Entries about locating named things:
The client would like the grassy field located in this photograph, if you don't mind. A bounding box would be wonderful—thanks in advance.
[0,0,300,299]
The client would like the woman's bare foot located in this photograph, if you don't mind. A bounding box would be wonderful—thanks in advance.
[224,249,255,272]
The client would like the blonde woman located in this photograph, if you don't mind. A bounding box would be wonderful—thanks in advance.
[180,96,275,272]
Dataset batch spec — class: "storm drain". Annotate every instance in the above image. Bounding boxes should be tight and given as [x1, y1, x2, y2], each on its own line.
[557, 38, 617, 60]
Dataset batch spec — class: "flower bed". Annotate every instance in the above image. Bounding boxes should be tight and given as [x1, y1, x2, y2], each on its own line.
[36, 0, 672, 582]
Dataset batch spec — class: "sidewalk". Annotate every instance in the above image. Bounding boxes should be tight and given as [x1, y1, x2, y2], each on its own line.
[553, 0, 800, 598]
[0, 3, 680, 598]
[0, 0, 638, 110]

Problem to solve:
Extract every row above, copying each one word for word with nothing changed.

Answer for this exercise:
The client would like the grassy field located in this photograph, if you don't mind. A bounding box would be wonderful—thanks in advance.
[0,0,300,299]
The client would like the woman's bare foot located in this photograph, if you don't mind. A bounding box would be wonderful—thanks in advance.
[224,249,255,272]
The client would like the blonde woman located in this photograph, if you don't mind. A bounding box would be wonderful—thanks in advance.
[180,96,275,272]
Dataset batch spec — class: "storm drain". Annotate every instance in the above image. Bounding boxes should be tight and given as [x1, y1, x2, y2], each on its own line.
[557, 38, 617, 60]
Dataset batch spec — class: "flower bed". Annotate every instance in the above image. Bounding boxes should be tight and given as [x1, y1, x2, y2], each on its own line.
[36, 0, 672, 582]
Dataset batch spec — class: "sidewalk". Annotate every instance in the above image. Bounding boxes should be tight and given as [x1, y1, x2, y2], each on its own line.
[553, 0, 800, 598]
[0, 3, 680, 598]
[0, 0, 638, 110]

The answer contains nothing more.